*Tekst do czytania*
---*---
Co nam zostanie po zrywie w obronie niezależnych sądów? "Trzeba się przekonać do polityki"
Demonstracje w obronie niezależności sądów to drugi, po Czarnym Proteście z jesieni 2016 roku, sukces ruchów obywatelskich.
Jak ocenia Jacek Żakowski, manifestacje pokazały słabość partii opozycyjnych. - Jeżeli nie będą w stanie przejść wewnętrznej przemiany, to staną się dysfunkcjonalnym ciężarem w procesie odbudowywania w Polsce demokratycznego państwa prawa, a nie stymulatorem tego procesu - uważa publicysta.
Ale wyzwania stoją nie tylko przed partiami opozycyjnymi. Także przed tymi, którzy odnieśli sukces stoi poważne zadanie.
---*---
*Podane dane*
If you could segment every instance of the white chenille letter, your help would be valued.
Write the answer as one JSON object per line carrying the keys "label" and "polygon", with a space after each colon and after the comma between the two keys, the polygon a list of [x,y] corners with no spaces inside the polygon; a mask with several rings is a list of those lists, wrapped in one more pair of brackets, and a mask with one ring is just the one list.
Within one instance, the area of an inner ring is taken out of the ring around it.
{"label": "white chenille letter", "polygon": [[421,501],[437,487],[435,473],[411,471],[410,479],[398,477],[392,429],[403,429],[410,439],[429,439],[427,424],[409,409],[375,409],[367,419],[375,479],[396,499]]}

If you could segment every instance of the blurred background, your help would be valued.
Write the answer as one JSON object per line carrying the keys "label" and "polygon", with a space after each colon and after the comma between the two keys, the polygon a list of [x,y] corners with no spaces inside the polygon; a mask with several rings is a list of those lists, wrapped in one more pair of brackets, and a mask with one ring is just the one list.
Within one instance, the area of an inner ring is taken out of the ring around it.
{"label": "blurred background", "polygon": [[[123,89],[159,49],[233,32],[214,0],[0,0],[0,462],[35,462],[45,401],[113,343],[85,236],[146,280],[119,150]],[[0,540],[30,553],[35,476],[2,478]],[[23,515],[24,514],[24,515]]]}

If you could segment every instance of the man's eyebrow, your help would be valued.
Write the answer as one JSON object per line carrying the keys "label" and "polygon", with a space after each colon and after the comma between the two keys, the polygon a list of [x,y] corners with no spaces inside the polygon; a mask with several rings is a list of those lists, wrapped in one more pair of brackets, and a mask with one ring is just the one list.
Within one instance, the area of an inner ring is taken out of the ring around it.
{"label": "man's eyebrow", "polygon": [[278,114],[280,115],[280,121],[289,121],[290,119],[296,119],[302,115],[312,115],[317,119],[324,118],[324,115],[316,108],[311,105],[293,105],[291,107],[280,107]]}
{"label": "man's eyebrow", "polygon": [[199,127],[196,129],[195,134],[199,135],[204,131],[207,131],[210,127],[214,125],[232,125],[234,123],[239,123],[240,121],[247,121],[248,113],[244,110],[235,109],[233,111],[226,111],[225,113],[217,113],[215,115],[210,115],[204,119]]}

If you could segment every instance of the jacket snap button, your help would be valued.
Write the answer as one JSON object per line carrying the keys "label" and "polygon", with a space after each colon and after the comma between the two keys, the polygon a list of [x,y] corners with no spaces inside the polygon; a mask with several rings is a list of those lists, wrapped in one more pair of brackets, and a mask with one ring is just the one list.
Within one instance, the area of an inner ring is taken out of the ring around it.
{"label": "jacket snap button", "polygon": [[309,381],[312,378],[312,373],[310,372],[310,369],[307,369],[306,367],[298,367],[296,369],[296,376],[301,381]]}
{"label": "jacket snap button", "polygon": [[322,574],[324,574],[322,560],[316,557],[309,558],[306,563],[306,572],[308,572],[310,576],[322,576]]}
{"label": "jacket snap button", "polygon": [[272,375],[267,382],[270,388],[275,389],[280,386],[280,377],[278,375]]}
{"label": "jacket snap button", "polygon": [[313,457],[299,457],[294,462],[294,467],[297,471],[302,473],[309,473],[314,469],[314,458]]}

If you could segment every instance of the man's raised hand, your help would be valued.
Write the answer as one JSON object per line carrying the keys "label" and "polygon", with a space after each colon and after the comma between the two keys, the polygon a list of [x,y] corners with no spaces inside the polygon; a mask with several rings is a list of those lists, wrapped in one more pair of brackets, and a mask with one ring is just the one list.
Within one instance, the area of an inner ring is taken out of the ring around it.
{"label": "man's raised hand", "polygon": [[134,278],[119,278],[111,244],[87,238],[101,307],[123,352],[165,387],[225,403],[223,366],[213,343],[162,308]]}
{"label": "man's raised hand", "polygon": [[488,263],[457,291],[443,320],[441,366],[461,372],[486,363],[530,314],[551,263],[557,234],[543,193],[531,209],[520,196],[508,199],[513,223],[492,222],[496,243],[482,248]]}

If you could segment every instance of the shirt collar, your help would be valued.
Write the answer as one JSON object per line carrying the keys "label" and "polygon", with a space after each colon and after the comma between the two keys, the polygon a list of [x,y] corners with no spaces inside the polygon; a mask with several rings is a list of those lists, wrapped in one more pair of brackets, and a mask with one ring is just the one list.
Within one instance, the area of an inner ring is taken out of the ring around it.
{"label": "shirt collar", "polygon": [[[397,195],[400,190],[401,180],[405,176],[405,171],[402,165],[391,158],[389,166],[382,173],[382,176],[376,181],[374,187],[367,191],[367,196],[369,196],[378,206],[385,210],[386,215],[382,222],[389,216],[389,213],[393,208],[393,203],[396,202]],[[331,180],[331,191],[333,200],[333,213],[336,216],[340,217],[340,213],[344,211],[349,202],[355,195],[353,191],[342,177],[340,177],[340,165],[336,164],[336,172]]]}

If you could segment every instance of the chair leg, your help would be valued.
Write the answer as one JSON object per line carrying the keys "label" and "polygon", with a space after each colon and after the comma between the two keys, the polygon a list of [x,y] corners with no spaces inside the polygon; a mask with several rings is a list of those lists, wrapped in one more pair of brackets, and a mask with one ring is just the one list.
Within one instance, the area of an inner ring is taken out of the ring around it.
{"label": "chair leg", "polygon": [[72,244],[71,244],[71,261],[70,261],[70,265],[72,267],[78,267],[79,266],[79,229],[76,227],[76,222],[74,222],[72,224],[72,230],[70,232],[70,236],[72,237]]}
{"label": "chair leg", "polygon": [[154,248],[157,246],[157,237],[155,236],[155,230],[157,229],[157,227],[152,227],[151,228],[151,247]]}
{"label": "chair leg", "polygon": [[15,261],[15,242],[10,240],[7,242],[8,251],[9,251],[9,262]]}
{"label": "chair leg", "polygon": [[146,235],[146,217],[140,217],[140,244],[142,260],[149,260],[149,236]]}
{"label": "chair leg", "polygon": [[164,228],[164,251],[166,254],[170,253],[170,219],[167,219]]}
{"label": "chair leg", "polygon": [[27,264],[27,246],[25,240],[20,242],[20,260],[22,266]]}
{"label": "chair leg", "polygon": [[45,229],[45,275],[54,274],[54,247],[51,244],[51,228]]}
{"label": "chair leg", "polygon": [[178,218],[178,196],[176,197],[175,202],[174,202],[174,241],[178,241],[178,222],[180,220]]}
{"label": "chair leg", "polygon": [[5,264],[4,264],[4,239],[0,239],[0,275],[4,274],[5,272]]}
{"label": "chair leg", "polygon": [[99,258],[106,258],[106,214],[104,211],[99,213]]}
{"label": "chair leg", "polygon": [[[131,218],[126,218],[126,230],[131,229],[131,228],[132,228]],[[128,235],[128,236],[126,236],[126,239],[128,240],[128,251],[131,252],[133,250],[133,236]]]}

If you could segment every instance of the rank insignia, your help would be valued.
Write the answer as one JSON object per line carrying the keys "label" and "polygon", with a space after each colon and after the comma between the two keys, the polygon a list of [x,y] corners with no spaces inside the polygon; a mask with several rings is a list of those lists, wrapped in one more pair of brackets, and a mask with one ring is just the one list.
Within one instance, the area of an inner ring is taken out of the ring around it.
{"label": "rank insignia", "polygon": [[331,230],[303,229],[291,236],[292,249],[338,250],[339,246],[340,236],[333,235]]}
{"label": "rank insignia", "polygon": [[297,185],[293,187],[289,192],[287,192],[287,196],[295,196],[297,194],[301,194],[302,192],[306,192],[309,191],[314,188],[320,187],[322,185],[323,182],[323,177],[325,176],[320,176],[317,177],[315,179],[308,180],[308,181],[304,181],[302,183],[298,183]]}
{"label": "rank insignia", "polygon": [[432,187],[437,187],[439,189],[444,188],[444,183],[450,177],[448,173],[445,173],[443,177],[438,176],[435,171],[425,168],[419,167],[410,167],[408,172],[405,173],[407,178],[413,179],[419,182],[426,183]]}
---*---
*Zadanie 1*
Wypisz w całości, bez żadnych zmian, tekst o demonstracjach w obronie niezależności sądów.
*Zadanie 2*
Policz wiersze rekordów, w których występuje słowo „white”, biorąc pod uwagę wielkość liter. Podaj tylko liczbę.

*Pełna odpowiedź 1*
Co nam zostanie po zrywie w obronie niezależnych sądów? "Trzeba się przekonać do polityki"
Demonstracje w obronie niezależności sądów to drugi, po Czarnym Proteście z jesieni 2016 roku, sukces ruchów obywatelskich.
Jak ocenia Jacek Żakowski, manifestacje pokazały słabość partii opozycyjnych. - Jeżeli nie będą w stanie przejść wewnętrznej przemiany, to staną się dysfunkcjonalnym ciężarem w procesie odbudowywania w Polsce demokratycznego państwa prawa, a nie stymulatorem tego procesu - uważa publicysta.
Ale wyzwania stoją nie tylko przed partiami opozycyjnymi. Także przed tymi, którzy odnieśli sukces stoi poważne zadanie.

*Pełna odpowiedź 2*
2